__PROBLEMS__.
(1) Answer these questions about the forum thread on the rejection region for two means:
(a) What null and alternative hypotheses are being tested?
(b) Which theorem does andrewkirk say can be used for large enough n and m?
(c) According to andrewkirk, how small can the sample sizes be and still give good approximations to normality?
(2) Continue the forum thread on the rejection region for two means, starting right after its final sentence.

##X,Y \in L^2##, what is the critical region

GabrielN00 · Oct 11, 2017

Homework Statement

##X_1,\dots,X_n## and ##Y_1,\dots,Y_m## are simple random samples of ##X,Y \in L^2##, being ##X,Y## independent. ##H_0:\mu_x=\mu_y## is tested against ##H_1: \mu_x\neq\mu_y## in the level ##\alpha\in(0,1).## If ##n,m## are large enough, find an approximation to the rejection region.

Homework Equations

The Attempt at a Solution

No particular distribution is given for ##X,Y## in the problem. Maybe it should follow straight from the fact ##X,Y \in L^2##? It seems natural to think that if $n,m$ are large enough then the approximation of the critical region will be the whole region under the curve.

I considered that the T-score could be used ##\displaystyle t=\frac{(\bar{x_1}-\bar{x_2})-(\mu_1-\mu_2)}{\sqrt{\frac{s_1^2}{n}+\frac{s^2}{m}}}##

But now if ##n,m## are "large enough", what I understand as considering ##n,m \rightarrow \infty##, does the value of ##\alpha## still matter? It seems that regardless of the ##\alpha## the critical region will be the whole area.

andrewkirk · Oct 11, 2017

For large enough n,m we can use the Central Limit Theorem (CLT) to validate an assumption that the statistic whose formula you give above has an approximately normal distribution, which then enables the use of the formula to find the CI. That does not mean letting n and m go to infinity. One can get good approximations to normality with sample sizes as small as ten if the underlying distribution is not too pathological. Just state that you are using CLT, which requires n and m be reasonably big.

Then you can write a formula for the bounds of the acceptance region in terms of ##t_\alpha## and the numerator and denominator of the score you wrote above (so yes, ##\alpha## is still needed). The acceptance region will get smaller as n,m increase, but we can still express its bounds in terms of ##\alpha,n,m,\bar x_1,\bar x_2,s_1^2,s_2^2##.

GabrielN00 · Oct 12, 2017

andrewkirk said:

For large enough n,m we can use the Central Limit Theorem (CLT) to validate an assumption that the statistic whose formula you give above has an approximately normal distribution, which then enables the use of the formula to find the CI. That does not mean letting n and m go to infinity. One can get good approximations to normality with sample sizes as small as ten if the underlying distribution is not too pathological. Just state that you are using CLT, which requires n and m be reasonably big.

Then you can write a formula for the bounds of the acceptance region in terms of ##t_\alpha## and the numerator and denominator of the score you wrote above (so yes, ##\alpha## is still needed). The acceptance region will get smaller as n,m increase, but we can still express its bounds in terms of ##\alpha,n,m,\bar x_1,\bar x_2,s_1^2,s_2^2##.

(Items from a dataset)
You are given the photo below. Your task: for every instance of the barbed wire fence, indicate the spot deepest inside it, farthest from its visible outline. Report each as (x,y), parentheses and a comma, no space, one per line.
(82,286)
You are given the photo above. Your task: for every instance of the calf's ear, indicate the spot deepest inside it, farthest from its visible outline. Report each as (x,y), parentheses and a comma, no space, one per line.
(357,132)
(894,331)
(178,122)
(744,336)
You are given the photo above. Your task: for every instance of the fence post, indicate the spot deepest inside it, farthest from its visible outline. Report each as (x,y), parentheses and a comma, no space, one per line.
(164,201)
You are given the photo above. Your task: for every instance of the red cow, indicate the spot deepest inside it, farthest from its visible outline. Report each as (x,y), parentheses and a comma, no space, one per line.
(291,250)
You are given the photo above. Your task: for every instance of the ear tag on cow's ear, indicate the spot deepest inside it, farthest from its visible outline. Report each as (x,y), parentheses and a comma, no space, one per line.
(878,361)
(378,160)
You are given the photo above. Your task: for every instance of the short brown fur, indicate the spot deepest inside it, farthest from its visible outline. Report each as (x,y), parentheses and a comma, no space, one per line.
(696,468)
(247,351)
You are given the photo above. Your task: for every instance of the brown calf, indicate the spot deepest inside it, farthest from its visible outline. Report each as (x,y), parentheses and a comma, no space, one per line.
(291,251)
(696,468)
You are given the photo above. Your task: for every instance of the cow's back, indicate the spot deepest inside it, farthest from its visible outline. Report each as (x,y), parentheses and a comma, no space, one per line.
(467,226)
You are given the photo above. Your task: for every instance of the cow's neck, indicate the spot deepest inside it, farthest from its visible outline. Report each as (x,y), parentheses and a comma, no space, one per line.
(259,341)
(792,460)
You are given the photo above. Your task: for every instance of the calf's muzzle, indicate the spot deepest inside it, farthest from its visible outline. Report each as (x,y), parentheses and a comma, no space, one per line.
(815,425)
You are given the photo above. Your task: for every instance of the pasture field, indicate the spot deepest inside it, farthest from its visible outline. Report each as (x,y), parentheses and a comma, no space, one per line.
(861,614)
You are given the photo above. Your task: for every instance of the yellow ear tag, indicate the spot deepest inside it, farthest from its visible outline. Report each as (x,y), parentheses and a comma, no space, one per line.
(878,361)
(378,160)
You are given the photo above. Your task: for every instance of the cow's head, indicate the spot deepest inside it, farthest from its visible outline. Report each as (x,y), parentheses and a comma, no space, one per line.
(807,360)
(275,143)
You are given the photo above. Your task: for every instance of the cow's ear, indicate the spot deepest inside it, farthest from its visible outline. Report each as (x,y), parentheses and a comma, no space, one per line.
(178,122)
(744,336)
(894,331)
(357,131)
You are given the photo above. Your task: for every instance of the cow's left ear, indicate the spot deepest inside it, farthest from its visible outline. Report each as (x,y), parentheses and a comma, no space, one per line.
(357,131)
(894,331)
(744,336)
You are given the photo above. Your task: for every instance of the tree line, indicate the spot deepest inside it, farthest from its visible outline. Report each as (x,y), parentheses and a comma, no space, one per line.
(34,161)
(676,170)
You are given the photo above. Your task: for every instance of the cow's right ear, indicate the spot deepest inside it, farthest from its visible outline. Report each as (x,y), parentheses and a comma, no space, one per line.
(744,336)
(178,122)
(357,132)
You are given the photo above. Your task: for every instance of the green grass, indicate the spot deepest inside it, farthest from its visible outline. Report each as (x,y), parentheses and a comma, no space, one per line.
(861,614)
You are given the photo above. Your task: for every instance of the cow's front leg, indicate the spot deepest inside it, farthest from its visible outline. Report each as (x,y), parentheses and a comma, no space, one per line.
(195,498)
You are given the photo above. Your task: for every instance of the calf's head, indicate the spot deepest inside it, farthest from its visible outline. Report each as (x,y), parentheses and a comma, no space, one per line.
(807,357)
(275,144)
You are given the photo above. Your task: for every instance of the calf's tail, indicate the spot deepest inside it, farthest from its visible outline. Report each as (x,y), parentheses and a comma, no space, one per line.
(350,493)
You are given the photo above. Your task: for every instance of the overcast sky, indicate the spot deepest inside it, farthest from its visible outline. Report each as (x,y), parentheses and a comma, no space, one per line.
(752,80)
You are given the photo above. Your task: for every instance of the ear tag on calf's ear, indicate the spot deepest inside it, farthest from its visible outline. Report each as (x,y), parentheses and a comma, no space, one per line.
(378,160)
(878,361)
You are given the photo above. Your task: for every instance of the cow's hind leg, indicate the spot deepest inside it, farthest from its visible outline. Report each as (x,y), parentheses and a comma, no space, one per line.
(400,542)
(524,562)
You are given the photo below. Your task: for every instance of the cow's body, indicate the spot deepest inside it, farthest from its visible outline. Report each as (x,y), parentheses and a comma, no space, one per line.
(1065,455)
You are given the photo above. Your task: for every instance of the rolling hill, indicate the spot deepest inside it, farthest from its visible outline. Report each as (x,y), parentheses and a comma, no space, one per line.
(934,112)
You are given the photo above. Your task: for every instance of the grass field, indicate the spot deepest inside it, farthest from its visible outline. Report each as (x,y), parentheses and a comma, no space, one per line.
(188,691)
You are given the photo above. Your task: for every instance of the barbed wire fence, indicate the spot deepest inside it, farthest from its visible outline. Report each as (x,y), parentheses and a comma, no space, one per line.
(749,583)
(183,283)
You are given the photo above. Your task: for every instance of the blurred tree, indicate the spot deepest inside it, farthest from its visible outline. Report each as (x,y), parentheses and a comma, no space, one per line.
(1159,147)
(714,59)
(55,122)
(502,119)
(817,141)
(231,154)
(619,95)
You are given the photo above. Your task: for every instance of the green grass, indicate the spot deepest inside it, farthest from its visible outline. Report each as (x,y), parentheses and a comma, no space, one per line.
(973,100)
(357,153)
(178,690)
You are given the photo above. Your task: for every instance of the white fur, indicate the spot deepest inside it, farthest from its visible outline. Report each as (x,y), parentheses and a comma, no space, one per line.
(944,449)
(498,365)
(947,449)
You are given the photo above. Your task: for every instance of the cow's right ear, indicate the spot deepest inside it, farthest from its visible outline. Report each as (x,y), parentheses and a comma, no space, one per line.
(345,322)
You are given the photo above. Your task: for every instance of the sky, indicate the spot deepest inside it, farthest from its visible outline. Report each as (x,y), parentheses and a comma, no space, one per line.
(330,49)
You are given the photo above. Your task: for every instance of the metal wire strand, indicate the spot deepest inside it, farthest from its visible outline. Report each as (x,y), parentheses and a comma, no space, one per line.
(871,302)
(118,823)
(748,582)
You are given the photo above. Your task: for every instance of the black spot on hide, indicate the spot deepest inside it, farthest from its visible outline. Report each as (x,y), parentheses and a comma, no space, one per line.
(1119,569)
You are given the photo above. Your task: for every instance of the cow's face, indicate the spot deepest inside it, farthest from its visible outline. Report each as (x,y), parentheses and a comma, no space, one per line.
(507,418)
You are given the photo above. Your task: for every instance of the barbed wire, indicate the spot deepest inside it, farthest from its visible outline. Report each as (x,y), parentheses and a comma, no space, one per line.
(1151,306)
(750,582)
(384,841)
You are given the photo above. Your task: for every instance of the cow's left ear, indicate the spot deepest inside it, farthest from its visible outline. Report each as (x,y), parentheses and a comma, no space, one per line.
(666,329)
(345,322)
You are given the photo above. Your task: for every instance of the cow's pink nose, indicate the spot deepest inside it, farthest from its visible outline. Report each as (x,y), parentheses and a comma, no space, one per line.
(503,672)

__EXERCISE RESPONSES__.
(1)
(a) The null hypothesis is that the two means are equal (μ_x = μ_y). The alternative is that they are not equal (μ_x ≠ μ_y).
(b) The Central Limit Theorem (CLT).
(c) As small as ten, if the underlying distribution is not too pathological.

(2)
Thank you.

I have two questions:

(1) How ##X,T\in L^2## comes into play? Why is it needed?

(2) Because of the CLT we can say a normal distribution, and the rejection region of the normal distribution will be a good approximation of the rejection region in the problem. But how can the hypothesis be tested?

I should test ##H_0: u_x=u_y## against #H_a: u_x\neq u_y# . Considering the normal distribution because of CLT I have to apply the z-test to test the hypothesis, and here ##\displaystyle z=\frac{\bar{X}-\mu_0}{\sigma/\sqrt{n}}## ? I don't have the deviation needed for testing, should I replace it be the formula? Then ##\displaystyle z=\frac{\bar{X}-\mu_0}{\sum_{i=1}^n (x_i-u_y)^2}##. I'm not sure how do I relate ## \alpha## and the last equation. Normally I would calculate the z-score numerically and use a z table for the ## \alpha##, but I can't do that in this problem.

Ray Vickson · Oct 12, 2017

GabrielN00 said:

Thank you.

I have two questions:

(1) How ##X,T\in L^2## comes into play? Why is it needed?

(2) Because of the CLT we can say a normal distribution, and the rejection region of the normal distribution will be a good approximation of the rejection region in the problem. But how can the hypothesis be tested?

I should test ##H_0: u_x=u_y## against #H_a: u_x\neq u_y# . Considering the normal distribution because of CLT I have to apply the z-test to test the hypothesis, and here ##\displaystyle z=\frac{\bar{X}-\mu_0}{\sigma/\sqrt{n}}## ? I don't have the deviation needed for testing, should I replace it be the formula? Then ##\displaystyle z=\frac{\bar{X}-\mu_0}{\sum_{i=1}^n (x_i-u_y)^2}##. I'm not sure how do I relate ## \alpha## and the last equation. Normally I would calculate the z-score numerically and use a z table for the ## \alpha##, but I can't do that in this problem.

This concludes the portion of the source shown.